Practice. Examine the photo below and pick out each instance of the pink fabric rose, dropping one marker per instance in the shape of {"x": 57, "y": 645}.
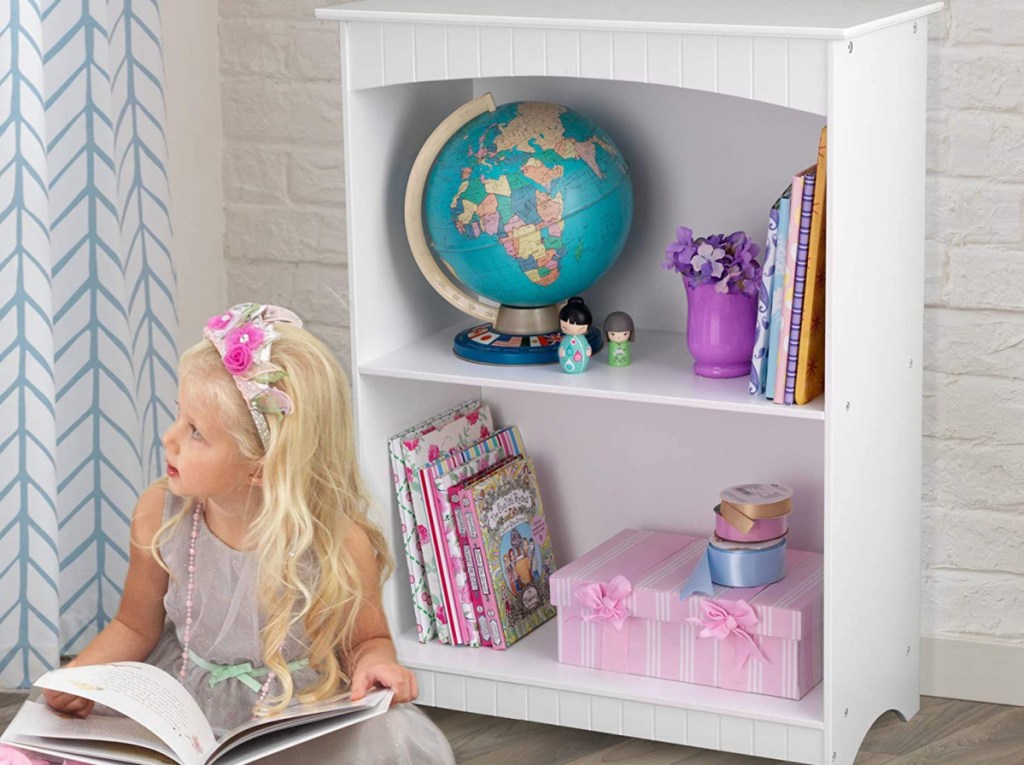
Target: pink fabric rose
{"x": 238, "y": 358}
{"x": 248, "y": 334}
{"x": 219, "y": 322}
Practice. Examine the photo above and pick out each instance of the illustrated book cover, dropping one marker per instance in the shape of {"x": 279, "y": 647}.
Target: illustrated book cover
{"x": 460, "y": 583}
{"x": 159, "y": 722}
{"x": 409, "y": 451}
{"x": 810, "y": 363}
{"x": 508, "y": 537}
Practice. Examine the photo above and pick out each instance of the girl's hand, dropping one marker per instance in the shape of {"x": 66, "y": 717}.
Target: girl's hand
{"x": 388, "y": 675}
{"x": 69, "y": 704}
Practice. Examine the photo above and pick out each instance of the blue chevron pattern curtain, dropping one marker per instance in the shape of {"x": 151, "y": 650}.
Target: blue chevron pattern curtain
{"x": 87, "y": 313}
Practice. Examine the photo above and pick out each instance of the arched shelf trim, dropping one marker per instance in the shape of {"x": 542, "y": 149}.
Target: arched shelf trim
{"x": 788, "y": 72}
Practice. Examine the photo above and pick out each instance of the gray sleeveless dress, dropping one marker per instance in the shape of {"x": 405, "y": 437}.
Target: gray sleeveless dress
{"x": 225, "y": 631}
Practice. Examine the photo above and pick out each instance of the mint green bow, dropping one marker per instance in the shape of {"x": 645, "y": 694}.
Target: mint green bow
{"x": 244, "y": 672}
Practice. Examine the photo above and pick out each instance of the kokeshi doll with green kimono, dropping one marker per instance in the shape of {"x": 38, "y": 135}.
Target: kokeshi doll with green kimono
{"x": 619, "y": 331}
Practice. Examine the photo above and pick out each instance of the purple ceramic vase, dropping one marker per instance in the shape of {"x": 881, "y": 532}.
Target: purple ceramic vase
{"x": 720, "y": 331}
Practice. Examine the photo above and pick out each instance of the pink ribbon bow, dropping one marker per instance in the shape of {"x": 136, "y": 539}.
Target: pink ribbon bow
{"x": 730, "y": 620}
{"x": 605, "y": 601}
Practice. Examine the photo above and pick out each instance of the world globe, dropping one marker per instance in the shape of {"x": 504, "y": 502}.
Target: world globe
{"x": 525, "y": 204}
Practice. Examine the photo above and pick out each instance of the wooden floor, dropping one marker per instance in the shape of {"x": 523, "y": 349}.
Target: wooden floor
{"x": 944, "y": 732}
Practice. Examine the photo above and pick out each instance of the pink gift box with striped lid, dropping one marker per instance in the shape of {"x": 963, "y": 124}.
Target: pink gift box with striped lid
{"x": 767, "y": 639}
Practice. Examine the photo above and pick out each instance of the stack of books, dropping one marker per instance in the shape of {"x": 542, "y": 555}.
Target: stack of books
{"x": 473, "y": 529}
{"x": 787, "y": 365}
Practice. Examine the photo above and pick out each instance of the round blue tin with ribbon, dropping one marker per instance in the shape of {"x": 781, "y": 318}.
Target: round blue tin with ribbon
{"x": 745, "y": 564}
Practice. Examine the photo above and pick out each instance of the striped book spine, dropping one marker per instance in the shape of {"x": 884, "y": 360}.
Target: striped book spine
{"x": 800, "y": 282}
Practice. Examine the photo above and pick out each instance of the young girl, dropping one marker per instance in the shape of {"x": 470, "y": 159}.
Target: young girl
{"x": 255, "y": 572}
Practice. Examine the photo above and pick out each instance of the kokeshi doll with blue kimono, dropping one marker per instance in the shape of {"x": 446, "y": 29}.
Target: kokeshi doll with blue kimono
{"x": 620, "y": 333}
{"x": 573, "y": 349}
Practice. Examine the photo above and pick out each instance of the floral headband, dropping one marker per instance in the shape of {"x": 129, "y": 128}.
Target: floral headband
{"x": 243, "y": 336}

◆ **EXERCISE OBJECTIVE**
Rewrite all of the records above, replacing "marker" with "pin" and leaving everything else unchanged. Leave the pictures out of your answer.

◆ **RESULT OF THIS EXERCISE**
Practice. Examine the photo below and pick out each instance of the pink fabric rose, dropping one pin per instance in the shape of {"x": 57, "y": 645}.
Target: pink fabric rose
{"x": 238, "y": 358}
{"x": 248, "y": 334}
{"x": 219, "y": 322}
Practice. Examine the photo above and pick out each instance of the illustrated book cover, dropping one pin per instance in the shape of {"x": 279, "y": 647}.
Target: illustrated book cover
{"x": 460, "y": 583}
{"x": 159, "y": 722}
{"x": 409, "y": 451}
{"x": 810, "y": 363}
{"x": 508, "y": 537}
Practice. Examine the photo above and pick out each instance of the girl's hand, dropping one pin per instance in the shape of {"x": 66, "y": 717}.
Target: girl's hand
{"x": 388, "y": 675}
{"x": 69, "y": 704}
Practice. Examine the photo above and pick out each instance of the blue chevron pattern curtain, dropping one pin per instance in the shape of {"x": 151, "y": 650}.
Target: blue chevron pattern curtain
{"x": 87, "y": 313}
Practice. Examine the photo above and pick out each instance of the arched shelf trim, dropping one pin per instance in the shape of {"x": 542, "y": 149}.
Target: arched shelf trim
{"x": 788, "y": 72}
Practice. Examine the photo above and pick out each instance of the gray sleeveless dress, dropping one pin per instance in the shape of {"x": 405, "y": 437}.
Target: gray sleeveless dress
{"x": 225, "y": 631}
Practice. Examine the photo above and pick out each instance of the mint green bow, dropping one pin per instance in the shape of {"x": 645, "y": 694}.
Target: mint green bow
{"x": 244, "y": 672}
Practice. Examine the photo above and pick out each instance of the kokeshi doll with green kimono, dropping one pin per instance in the shape of {"x": 38, "y": 135}.
Target: kokeshi doll with green kimono
{"x": 619, "y": 331}
Practice. Examine the photo above and pick out each instance of the purple ceramic vase, dropping one pin per instance in the shape of {"x": 881, "y": 532}.
Target: purple ceramic vase
{"x": 720, "y": 331}
Practice. Examine the photo above and pick out each instance of the pink ribbon bow, dropping one pin per instance in the shape of {"x": 136, "y": 539}.
Target: pink ribbon bow
{"x": 730, "y": 620}
{"x": 605, "y": 601}
Practice. Examine the photo above and pick out each instance of the world globe, dropping one pin per instance in the shape of {"x": 504, "y": 502}.
Target: world globe
{"x": 525, "y": 204}
Practice. Examine the photo above and pick out each instance of the wooden floor, dropping one pin per instance in the shape of {"x": 523, "y": 349}.
Target: wooden floor
{"x": 944, "y": 732}
Practice. Examine the photo above and pick out each instance of the pink gift box with striped lid, dropping one pin per instance in the shape of {"x": 963, "y": 124}.
Target: pink gift box with striped lid
{"x": 767, "y": 639}
Practice. Examine the photo above and pick out each instance of the stack of books, dropping one pin per instance in the shape of {"x": 542, "y": 555}.
Target: stack of books
{"x": 473, "y": 529}
{"x": 787, "y": 365}
Practice. Examine the photo above and pick out each instance of the round blue tin with ribbon, dropping one pin per instance in the shape of {"x": 781, "y": 318}.
Target: round blue tin with ribbon
{"x": 745, "y": 564}
Practice. Examine the photo above and pick out each instance of the striped book spine, dropping one pin per instance in the shape of {"x": 884, "y": 360}.
Target: striped book spine
{"x": 800, "y": 282}
Practice. Examine the photo above and pick out each instance of the young girl, dropping one pin per instance in the shape of {"x": 470, "y": 159}.
Target: young girl
{"x": 255, "y": 572}
Practice. Examine the photo above and pick out each instance of the kokeshi doll with blue kimono, dropping one pin per instance in the shape of {"x": 446, "y": 29}.
Target: kokeshi doll with blue kimono
{"x": 620, "y": 333}
{"x": 573, "y": 349}
Practice. Examine the photo above and pick out each instance of the floral headband, dropping one pin per instance in the shape of {"x": 129, "y": 128}.
Target: floral headband
{"x": 243, "y": 336}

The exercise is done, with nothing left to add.